__TASK REQUIREMENTS__.
1. Answer these questions using the reading on Steve Biko and race.
(a) What does Biko say being black is a reflection of?
(b) What two key understandings of race does the reading name?
(c) Under a cultural-political construction of race, why does a black man more often find himself in manual labour?
2. From the reading on Steve Biko and race, extract word for word the passage that begins at the words "In his work" and ends after the words "construction of race.".

17 May 2016 "Steven Biko and Racial Understanding"

In his work I write what I like, Steve Biko describes race, or, specifically, blackness, as more than simply a biological identification. In his words, being black is “a reflection of a mental attitude”.[1] In other words, race can be examined as more of a social construction or an individual understanding more than a matter of pigmentation. There are many ways to understand race, and these are not limited simply to the realms of biology and sociology. However, there are two key understandings of race that simplify much of the way it has been understood. These are a biological construction and a cultural-political construction of race.
            To understand race as a biological construction is to label it as something that is determined by birth. It is to claim that racial difference certainly is determined by nature, but it also lays claim to certain stereotypes surrounding race being determined by strictly biological factors. To subscribe to a biological construction of race would be to subscribe to the idea that. perhaps, the jobs black people find themselves in more often than white people are due to certain external, biological factors. For example, a black man is suited more toward manual labour because his genetics lend him greater physical prowess than mental prowess; alternately a white man thrives in a mental environment simply because biology has gifted him with a stronger brain.
            A cultural-political construction of race would lay claim to the idea that race is not determined by biology, but instead is constructed by social and political norms of any certain time period. In the same example as above, a cultural-political construction of race would explain that a black man finds himself more often in an instance of manual labour not because he is naturally more suited to it, but because it is the job which society has pushed more readily upon him. In an area such as post-apartheid South Africa, a black man might find himself unable to easily get work outside of the manual labour market, and a cultural-political construction of race would claim that this is due to factors such as apartheid in South Africa, and not to the natural mental inferiority of the black man to the white man.



[1] Biko, S. 1978. Some African Cultural Concepts. In I write what I like.  Johannesburg: Picadr Africa. 44-57.

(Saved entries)
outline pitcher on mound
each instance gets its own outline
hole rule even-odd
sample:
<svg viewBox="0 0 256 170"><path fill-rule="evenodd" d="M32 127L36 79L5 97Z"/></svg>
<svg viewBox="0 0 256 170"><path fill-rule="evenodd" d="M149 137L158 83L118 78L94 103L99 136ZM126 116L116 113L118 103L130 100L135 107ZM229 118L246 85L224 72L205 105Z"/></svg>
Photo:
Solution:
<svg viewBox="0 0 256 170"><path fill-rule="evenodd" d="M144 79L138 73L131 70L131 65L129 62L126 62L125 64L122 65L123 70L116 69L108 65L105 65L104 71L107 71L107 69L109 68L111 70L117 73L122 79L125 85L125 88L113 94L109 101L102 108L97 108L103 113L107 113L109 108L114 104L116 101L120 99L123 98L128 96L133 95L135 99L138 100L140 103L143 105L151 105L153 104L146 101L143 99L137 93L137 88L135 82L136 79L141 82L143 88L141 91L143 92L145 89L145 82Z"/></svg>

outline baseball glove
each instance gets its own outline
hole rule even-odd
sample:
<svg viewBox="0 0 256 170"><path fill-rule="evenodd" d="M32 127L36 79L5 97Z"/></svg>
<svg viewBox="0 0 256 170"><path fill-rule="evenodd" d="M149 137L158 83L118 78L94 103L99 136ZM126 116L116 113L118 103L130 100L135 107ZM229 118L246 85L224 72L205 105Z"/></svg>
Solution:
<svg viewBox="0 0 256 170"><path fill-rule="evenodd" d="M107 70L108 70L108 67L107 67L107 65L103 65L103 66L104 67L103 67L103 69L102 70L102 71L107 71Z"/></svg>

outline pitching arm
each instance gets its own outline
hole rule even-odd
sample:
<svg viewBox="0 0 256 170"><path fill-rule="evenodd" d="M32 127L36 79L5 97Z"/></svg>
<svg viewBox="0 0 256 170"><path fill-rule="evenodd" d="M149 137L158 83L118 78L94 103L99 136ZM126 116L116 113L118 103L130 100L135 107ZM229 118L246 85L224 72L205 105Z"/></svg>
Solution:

__ANSWERS FOR EACH ITEM__.
1.
(a) A mental attitude.
(b) A biological construction and a cultural-political construction of race.
(c) Because it is the job which society has pushed more readily upon him.

2.
In his work I write what I like, Steve Biko describes race, or, specifically, blackness, as more than simply a biological identification. In his words, being black is “a reflection of a mental attitude”.[1] In other words, race can be examined as more of a social construction or an individual understanding more than a matter of pigmentation. There are many ways to understand race, and these are not limited simply to the realms of biology and sociology. However, there are two key understandings of race that simplify much of the way it has been understood. These are a biological construction and a cultural-political construction of race.